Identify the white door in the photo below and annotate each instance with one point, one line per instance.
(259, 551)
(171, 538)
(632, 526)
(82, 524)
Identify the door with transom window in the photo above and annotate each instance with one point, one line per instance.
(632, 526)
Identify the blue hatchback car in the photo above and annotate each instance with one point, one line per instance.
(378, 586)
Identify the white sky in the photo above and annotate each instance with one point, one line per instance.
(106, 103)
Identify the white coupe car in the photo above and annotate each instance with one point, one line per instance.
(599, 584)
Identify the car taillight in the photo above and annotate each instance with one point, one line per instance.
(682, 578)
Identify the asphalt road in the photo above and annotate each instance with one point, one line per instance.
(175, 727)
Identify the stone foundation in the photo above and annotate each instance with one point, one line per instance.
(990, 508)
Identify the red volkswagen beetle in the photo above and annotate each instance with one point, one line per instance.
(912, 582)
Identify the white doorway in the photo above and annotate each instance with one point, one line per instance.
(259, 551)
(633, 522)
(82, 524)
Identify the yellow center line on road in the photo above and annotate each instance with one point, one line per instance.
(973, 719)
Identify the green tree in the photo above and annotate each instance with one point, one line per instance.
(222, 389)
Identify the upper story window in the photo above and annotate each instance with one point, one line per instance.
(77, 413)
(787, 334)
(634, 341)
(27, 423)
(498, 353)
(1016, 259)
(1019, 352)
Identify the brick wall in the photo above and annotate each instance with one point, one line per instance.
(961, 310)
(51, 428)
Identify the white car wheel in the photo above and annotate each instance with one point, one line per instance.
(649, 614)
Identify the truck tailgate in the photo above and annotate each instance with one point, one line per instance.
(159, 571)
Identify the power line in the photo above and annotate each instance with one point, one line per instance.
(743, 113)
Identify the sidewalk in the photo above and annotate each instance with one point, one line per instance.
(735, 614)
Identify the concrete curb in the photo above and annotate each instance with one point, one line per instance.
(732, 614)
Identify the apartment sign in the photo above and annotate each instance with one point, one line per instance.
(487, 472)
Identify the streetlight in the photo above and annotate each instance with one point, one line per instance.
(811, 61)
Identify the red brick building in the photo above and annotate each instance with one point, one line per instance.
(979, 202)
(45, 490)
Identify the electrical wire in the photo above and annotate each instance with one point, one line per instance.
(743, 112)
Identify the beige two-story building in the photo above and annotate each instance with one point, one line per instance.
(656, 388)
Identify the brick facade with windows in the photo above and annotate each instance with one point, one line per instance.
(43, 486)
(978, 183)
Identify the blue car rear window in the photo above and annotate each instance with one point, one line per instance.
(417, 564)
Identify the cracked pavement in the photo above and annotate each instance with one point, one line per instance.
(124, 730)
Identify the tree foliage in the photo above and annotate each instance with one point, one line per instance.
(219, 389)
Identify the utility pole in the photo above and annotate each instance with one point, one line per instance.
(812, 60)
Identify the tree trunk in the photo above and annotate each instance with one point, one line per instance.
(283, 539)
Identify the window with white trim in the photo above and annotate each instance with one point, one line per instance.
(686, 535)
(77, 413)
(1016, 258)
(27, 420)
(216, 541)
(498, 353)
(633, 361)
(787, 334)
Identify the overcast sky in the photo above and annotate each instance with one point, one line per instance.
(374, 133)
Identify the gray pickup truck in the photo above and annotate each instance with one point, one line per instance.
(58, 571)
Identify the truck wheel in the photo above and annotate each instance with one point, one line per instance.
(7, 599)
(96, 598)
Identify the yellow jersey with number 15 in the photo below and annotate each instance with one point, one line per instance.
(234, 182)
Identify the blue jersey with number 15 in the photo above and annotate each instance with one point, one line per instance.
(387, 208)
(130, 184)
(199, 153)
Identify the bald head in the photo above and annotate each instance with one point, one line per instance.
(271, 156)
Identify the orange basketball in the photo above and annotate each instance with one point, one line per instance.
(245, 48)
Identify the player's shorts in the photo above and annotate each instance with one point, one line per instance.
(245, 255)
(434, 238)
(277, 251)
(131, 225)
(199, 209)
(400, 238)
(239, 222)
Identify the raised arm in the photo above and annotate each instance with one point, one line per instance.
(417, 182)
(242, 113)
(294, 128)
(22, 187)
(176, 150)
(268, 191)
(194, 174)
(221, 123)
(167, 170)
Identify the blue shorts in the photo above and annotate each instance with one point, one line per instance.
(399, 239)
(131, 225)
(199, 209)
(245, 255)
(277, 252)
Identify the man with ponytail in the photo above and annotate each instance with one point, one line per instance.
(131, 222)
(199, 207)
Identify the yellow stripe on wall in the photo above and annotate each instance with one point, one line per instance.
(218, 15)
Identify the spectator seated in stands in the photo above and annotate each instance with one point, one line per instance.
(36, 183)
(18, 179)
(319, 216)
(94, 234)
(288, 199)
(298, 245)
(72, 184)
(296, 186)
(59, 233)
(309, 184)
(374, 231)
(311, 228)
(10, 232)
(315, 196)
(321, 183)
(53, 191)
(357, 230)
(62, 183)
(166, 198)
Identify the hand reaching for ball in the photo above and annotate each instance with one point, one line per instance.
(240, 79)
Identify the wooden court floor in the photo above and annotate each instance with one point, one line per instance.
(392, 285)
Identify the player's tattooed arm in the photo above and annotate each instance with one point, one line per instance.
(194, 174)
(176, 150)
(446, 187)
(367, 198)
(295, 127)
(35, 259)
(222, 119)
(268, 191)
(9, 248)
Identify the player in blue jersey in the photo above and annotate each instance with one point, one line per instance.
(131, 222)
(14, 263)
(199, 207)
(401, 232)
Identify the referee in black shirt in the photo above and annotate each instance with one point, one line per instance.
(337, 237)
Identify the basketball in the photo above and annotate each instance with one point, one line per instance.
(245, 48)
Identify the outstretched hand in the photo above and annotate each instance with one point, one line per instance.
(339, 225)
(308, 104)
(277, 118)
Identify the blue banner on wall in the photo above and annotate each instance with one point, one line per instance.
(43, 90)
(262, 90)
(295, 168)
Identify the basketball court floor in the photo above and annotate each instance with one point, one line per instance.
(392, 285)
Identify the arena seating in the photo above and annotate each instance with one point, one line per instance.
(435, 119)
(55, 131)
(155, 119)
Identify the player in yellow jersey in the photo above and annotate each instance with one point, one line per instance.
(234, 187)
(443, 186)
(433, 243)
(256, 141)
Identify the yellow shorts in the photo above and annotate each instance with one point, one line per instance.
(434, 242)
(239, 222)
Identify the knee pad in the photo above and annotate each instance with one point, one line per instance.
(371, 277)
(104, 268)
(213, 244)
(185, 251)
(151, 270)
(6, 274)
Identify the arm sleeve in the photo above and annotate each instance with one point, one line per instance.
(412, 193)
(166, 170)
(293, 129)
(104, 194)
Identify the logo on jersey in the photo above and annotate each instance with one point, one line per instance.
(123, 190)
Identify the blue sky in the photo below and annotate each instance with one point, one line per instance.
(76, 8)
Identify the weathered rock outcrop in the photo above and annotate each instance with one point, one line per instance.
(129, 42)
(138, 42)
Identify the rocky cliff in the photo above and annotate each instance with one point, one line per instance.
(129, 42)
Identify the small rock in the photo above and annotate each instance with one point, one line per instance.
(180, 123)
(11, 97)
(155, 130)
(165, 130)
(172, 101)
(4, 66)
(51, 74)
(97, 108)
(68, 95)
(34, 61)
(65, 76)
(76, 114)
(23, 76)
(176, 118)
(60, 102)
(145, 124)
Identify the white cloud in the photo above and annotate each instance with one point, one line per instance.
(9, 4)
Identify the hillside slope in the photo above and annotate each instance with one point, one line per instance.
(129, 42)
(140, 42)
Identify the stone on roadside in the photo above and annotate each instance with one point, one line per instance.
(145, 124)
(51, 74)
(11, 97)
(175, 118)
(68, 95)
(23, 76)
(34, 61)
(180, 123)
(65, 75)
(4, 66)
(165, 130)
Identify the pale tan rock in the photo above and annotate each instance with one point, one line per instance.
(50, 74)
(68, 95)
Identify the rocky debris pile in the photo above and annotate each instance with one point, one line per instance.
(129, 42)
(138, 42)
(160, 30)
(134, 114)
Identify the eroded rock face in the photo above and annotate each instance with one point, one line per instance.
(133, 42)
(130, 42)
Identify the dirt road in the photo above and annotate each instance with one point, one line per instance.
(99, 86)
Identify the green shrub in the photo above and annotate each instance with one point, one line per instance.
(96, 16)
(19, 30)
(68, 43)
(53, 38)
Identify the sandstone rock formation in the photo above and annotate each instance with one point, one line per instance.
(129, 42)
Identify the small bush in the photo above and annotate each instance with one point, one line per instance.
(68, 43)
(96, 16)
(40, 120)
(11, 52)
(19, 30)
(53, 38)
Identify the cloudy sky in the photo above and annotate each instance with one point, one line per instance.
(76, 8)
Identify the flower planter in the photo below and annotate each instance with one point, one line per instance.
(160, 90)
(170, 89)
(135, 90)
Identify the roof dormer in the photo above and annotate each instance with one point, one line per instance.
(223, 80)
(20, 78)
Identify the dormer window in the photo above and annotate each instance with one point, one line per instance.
----------------
Stated exercise: Retype exactly the lines from the one containing "Identify the sandstone" through the last line of the records above, including both.

Expected answer:
Identify the sandstone rock formation in the photo above and annotate each instance with one point, one line per instance.
(129, 42)
Identify the small bush in the photo above and annotate each instance with one point, one line per instance.
(68, 43)
(96, 16)
(40, 120)
(11, 52)
(19, 30)
(53, 38)
Identify the cloudy sky in the photo above and annotate each instance with one point, one line per instance.
(76, 8)
Identify the flower planter in the photo below and annotate each instance with one point, one line per instance.
(160, 90)
(170, 89)
(135, 90)
Identify the roof dormer in the photo above and annotate each instance with one point, one line per instance.
(223, 80)
(20, 78)
Identify the dormer window in the photo above and annotate each instance with one point, one line per instance.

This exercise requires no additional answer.